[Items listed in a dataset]
————————

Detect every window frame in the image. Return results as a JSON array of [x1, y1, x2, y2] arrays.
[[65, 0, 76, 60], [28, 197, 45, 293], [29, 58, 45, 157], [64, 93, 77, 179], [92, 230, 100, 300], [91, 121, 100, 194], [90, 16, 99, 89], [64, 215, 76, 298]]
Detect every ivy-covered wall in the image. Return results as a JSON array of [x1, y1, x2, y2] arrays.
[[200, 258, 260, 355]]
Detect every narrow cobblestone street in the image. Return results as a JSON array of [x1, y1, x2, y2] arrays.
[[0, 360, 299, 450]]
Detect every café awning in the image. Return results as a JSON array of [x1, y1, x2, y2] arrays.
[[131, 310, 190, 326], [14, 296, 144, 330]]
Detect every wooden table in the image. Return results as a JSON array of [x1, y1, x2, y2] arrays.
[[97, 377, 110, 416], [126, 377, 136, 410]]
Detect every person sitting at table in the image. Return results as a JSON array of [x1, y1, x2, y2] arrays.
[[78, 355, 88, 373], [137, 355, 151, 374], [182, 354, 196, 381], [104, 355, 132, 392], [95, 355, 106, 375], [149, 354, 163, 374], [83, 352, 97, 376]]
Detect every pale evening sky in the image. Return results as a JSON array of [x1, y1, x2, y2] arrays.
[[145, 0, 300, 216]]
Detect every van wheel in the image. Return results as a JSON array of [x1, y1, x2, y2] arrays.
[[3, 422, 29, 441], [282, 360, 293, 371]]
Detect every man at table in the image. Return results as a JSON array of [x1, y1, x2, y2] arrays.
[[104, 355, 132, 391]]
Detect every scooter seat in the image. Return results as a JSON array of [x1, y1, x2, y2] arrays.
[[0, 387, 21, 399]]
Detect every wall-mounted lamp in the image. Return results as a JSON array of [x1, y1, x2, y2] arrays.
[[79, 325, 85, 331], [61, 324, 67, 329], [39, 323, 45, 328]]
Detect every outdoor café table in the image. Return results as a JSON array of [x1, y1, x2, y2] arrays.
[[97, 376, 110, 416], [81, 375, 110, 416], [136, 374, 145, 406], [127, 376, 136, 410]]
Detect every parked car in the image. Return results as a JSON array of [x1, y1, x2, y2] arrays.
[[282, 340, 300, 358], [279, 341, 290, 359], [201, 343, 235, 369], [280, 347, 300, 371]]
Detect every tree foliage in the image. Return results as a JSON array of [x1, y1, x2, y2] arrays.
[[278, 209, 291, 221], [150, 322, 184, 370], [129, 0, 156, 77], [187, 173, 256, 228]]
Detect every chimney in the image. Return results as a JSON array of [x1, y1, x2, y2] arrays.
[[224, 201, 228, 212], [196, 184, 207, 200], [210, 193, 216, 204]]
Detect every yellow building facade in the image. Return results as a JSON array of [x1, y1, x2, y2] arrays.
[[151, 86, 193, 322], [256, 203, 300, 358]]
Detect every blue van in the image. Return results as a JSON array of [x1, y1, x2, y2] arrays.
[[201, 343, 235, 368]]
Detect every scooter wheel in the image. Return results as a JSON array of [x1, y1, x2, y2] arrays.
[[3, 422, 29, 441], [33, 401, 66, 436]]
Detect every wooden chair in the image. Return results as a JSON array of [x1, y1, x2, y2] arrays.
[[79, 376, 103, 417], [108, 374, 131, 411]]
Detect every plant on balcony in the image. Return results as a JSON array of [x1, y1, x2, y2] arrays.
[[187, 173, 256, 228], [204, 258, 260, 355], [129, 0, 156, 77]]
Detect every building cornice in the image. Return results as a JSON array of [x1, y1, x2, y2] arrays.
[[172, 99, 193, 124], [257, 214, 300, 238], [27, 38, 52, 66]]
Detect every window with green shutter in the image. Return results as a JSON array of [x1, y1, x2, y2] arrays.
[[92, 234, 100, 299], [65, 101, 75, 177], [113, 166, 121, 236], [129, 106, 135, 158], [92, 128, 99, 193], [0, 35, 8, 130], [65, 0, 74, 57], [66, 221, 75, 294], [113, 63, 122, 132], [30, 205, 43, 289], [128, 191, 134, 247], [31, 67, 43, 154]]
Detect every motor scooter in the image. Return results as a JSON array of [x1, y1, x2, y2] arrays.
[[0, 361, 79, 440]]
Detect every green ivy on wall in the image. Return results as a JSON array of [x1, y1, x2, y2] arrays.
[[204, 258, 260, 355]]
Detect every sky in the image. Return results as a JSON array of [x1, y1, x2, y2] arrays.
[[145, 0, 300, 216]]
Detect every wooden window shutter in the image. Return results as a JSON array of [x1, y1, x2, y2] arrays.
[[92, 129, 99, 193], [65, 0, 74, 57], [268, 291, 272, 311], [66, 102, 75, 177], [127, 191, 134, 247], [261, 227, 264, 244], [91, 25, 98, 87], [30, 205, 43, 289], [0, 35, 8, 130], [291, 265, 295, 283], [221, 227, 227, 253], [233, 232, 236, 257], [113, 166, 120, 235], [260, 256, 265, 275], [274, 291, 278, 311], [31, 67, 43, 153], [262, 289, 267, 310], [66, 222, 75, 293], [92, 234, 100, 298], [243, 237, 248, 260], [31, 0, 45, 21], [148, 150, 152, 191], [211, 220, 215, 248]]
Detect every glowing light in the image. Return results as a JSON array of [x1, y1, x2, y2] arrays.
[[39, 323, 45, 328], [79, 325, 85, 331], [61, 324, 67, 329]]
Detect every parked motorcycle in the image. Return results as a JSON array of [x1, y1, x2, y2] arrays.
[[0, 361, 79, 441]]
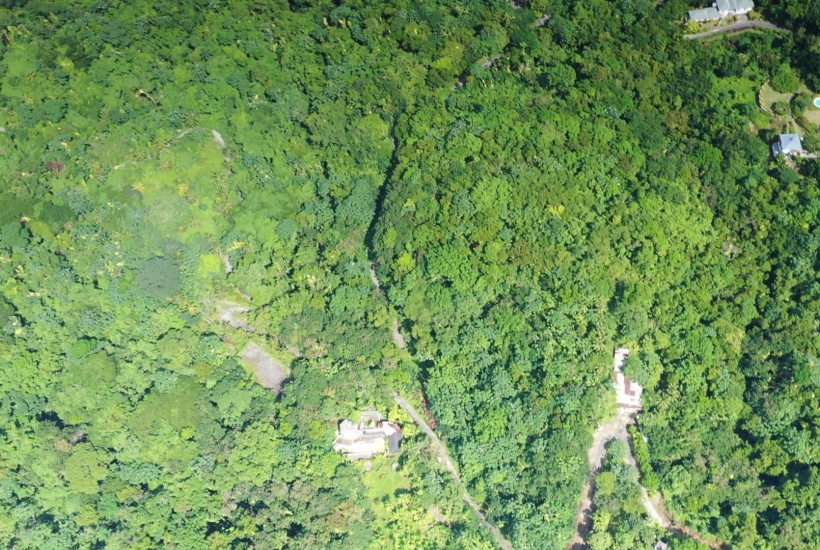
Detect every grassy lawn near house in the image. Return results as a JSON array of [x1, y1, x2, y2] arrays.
[[803, 108, 820, 126], [758, 81, 820, 134], [801, 92, 820, 126], [750, 111, 773, 129], [759, 81, 794, 112]]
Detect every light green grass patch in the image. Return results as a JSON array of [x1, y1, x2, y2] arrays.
[[363, 458, 410, 502], [713, 77, 758, 106], [198, 254, 223, 277], [760, 82, 794, 112], [106, 134, 230, 242], [749, 111, 772, 129]]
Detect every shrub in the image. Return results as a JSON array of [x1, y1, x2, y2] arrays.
[[772, 101, 790, 116], [772, 64, 800, 94], [792, 93, 812, 118]]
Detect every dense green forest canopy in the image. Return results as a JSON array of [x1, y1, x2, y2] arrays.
[[1, 0, 820, 548]]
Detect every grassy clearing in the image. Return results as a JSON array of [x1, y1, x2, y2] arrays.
[[802, 89, 820, 126], [759, 82, 793, 112], [715, 76, 758, 105]]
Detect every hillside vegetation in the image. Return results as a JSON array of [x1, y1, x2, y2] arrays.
[[1, 0, 819, 549]]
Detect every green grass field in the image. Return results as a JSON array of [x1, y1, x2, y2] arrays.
[[759, 82, 794, 112]]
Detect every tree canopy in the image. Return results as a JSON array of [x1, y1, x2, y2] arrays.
[[1, 0, 820, 548]]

————————

Output the line bearing "Detect every green grass" along with all the lines after it through the end of the entries, exactly, and no other lines.

> TASK ANSWER
Detect every green grass field in the image. Return results as a JSON array of [x1, y1, x2, y2] arrays.
[[759, 82, 794, 112]]
Detect every tree canopy in the image. Return results as a JSON array of [x1, y1, x2, y2] arrays.
[[1, 0, 820, 548]]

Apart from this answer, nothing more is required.